### Task instructions
Print every entry below exactly, leaving out the pictures.

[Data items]

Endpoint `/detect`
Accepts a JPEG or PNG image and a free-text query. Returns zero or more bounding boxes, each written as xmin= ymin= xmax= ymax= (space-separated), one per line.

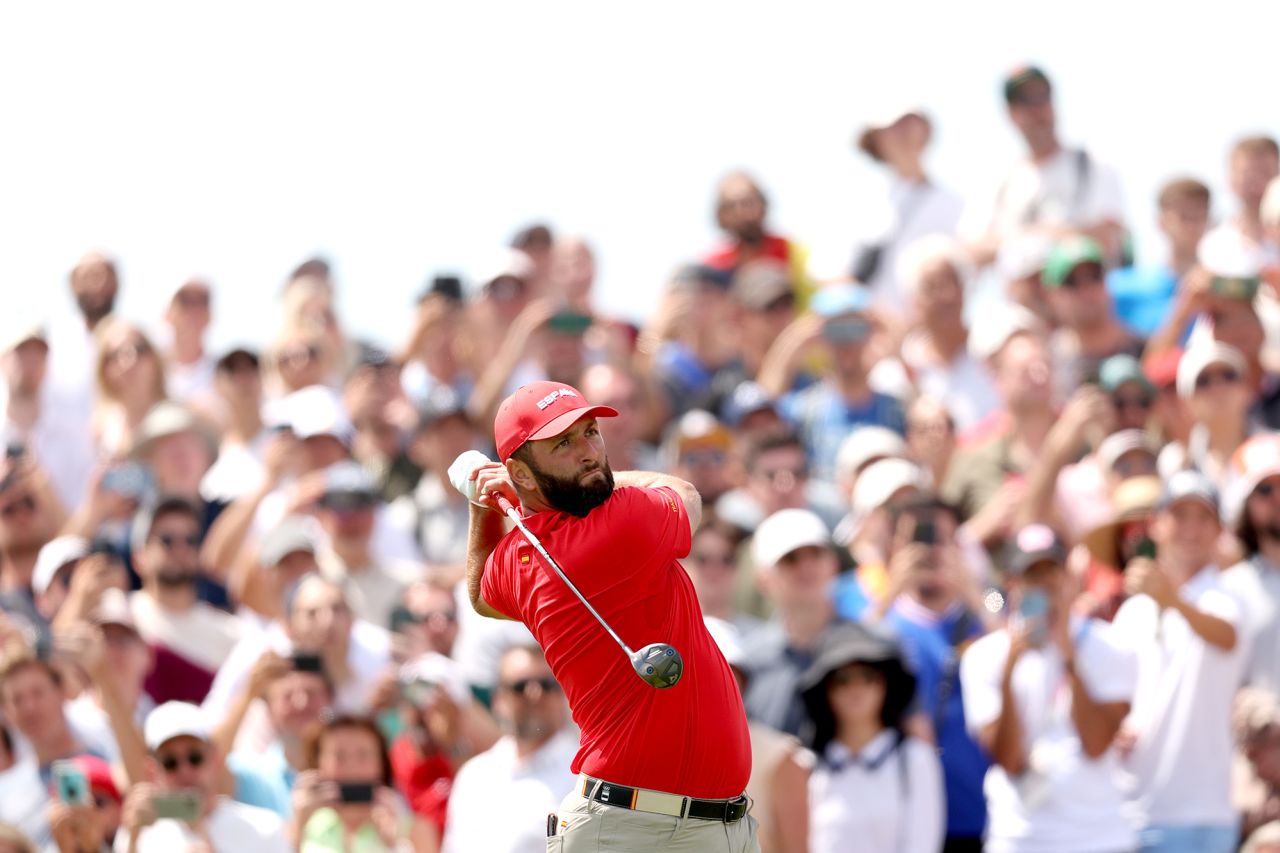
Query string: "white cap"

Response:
xmin=259 ymin=515 xmax=323 ymax=567
xmin=0 ymin=305 xmax=47 ymax=355
xmin=852 ymin=458 xmax=927 ymax=519
xmin=144 ymin=702 xmax=210 ymax=751
xmin=996 ymin=233 xmax=1054 ymax=283
xmin=1176 ymin=341 xmax=1247 ymax=399
xmin=703 ymin=616 xmax=746 ymax=669
xmin=967 ymin=303 xmax=1044 ymax=363
xmin=895 ymin=235 xmax=972 ymax=299
xmin=835 ymin=426 xmax=907 ymax=486
xmin=476 ymin=249 xmax=535 ymax=289
xmin=398 ymin=652 xmax=471 ymax=704
xmin=1096 ymin=429 xmax=1157 ymax=473
xmin=1198 ymin=227 xmax=1264 ymax=278
xmin=271 ymin=385 xmax=352 ymax=442
xmin=1225 ymin=433 xmax=1280 ymax=527
xmin=752 ymin=508 xmax=831 ymax=570
xmin=32 ymin=536 xmax=89 ymax=596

### Solution
Endpoint `/detect`
Accepts a JPEG or PNG image and a free-text query. Returns zero or more bounding boxes, each written as xmin= ymin= xmax= ymax= (space-separated), one per line.

Query string: "white cap"

Response:
xmin=259 ymin=515 xmax=323 ymax=567
xmin=0 ymin=305 xmax=47 ymax=355
xmin=852 ymin=458 xmax=927 ymax=519
xmin=144 ymin=702 xmax=210 ymax=751
xmin=996 ymin=233 xmax=1054 ymax=283
xmin=1176 ymin=341 xmax=1247 ymax=399
xmin=703 ymin=616 xmax=746 ymax=669
xmin=967 ymin=303 xmax=1044 ymax=363
xmin=895 ymin=235 xmax=972 ymax=299
xmin=835 ymin=426 xmax=907 ymax=486
xmin=476 ymin=249 xmax=535 ymax=289
xmin=398 ymin=652 xmax=471 ymax=704
xmin=1096 ymin=429 xmax=1157 ymax=473
xmin=1198 ymin=227 xmax=1264 ymax=278
xmin=271 ymin=385 xmax=352 ymax=442
xmin=1225 ymin=433 xmax=1280 ymax=527
xmin=752 ymin=508 xmax=831 ymax=570
xmin=32 ymin=536 xmax=89 ymax=596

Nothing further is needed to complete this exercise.